List each line of the data below that contains the string "overexposed".

[Excerpts from a point labeling dataset]
····················
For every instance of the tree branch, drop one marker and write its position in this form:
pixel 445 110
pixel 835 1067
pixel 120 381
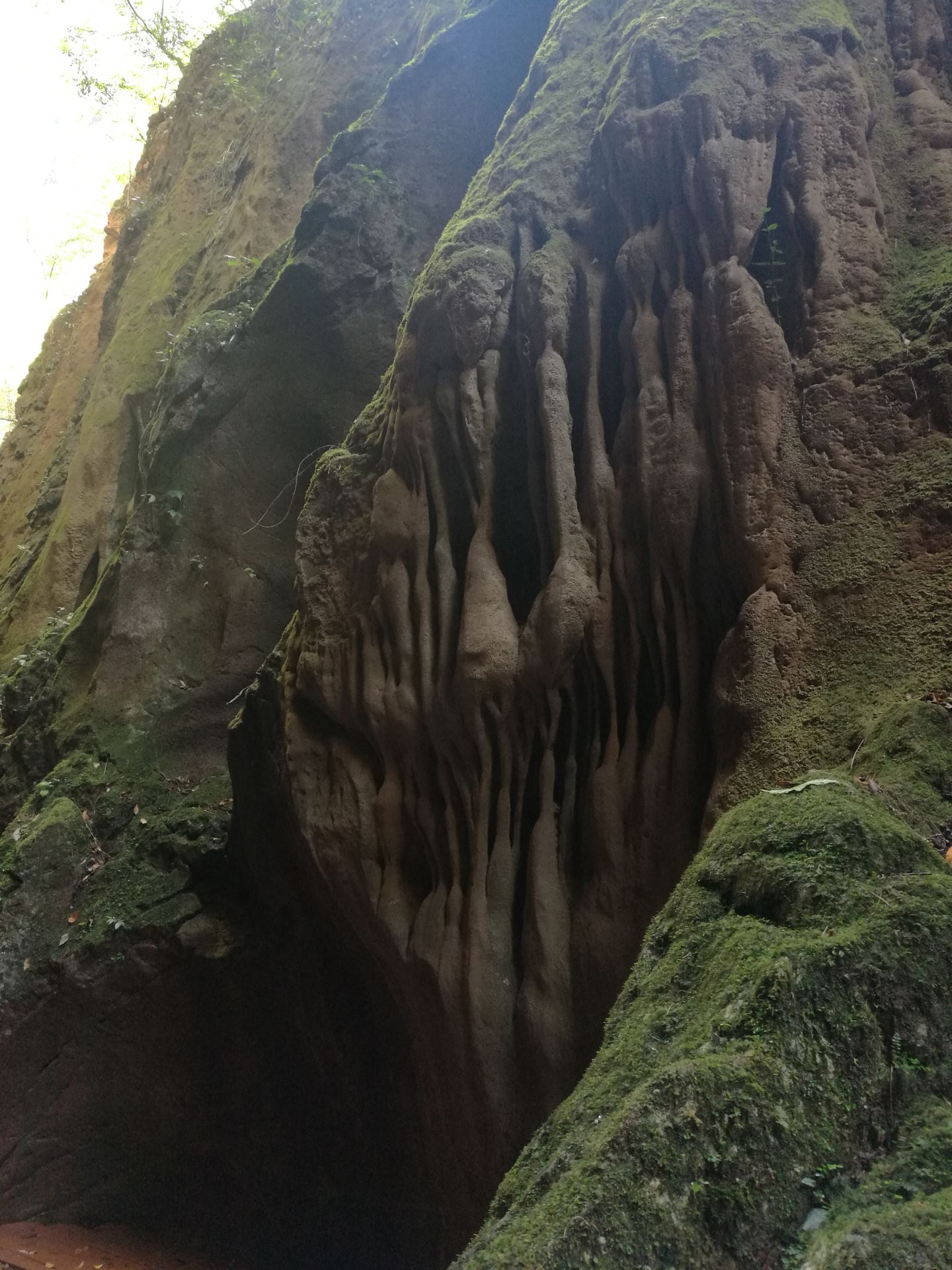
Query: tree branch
pixel 155 34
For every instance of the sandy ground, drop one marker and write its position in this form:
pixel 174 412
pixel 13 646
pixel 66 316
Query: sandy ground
pixel 26 1246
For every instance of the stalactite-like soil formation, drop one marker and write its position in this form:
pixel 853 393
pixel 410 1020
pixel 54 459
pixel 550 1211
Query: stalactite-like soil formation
pixel 651 512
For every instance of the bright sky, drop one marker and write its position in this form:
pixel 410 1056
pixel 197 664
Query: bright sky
pixel 63 159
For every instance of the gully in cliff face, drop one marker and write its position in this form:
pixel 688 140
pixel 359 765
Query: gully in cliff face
pixel 649 512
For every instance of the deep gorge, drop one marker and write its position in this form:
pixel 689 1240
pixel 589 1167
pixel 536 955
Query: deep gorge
pixel 438 621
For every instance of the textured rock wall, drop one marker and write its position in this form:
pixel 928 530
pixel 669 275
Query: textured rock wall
pixel 651 508
pixel 183 507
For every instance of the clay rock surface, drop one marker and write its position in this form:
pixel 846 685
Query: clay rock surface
pixel 560 592
pixel 639 316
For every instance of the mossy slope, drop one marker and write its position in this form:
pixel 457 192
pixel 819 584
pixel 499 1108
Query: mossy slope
pixel 801 963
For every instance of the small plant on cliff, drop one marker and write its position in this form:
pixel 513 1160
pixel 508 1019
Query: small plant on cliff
pixel 771 267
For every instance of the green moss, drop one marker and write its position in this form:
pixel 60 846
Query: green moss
pixel 900 1213
pixel 750 1049
pixel 920 299
pixel 112 845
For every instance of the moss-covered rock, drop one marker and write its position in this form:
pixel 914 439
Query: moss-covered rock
pixel 900 1213
pixel 791 995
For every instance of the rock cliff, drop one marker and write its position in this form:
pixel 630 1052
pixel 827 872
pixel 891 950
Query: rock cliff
pixel 641 309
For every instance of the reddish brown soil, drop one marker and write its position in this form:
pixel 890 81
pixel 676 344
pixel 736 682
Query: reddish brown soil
pixel 26 1245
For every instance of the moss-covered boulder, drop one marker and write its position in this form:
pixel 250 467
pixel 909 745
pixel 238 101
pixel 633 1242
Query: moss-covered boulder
pixel 793 995
pixel 900 1214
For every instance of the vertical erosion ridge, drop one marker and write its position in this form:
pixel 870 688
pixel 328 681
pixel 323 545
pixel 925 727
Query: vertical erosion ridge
pixel 534 583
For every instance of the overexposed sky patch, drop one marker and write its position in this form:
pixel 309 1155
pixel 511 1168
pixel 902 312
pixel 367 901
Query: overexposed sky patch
pixel 63 159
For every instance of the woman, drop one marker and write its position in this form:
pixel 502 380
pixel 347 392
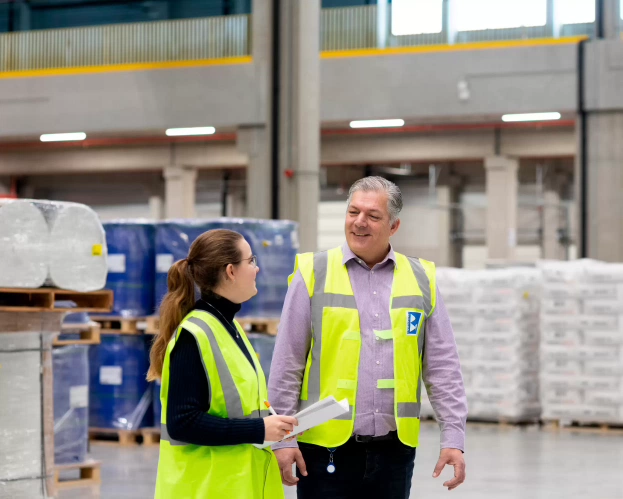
····················
**Exercise result**
For every instance of the overexposed sky patch, drop one marker and write its position in this form:
Query: overexposed sky patch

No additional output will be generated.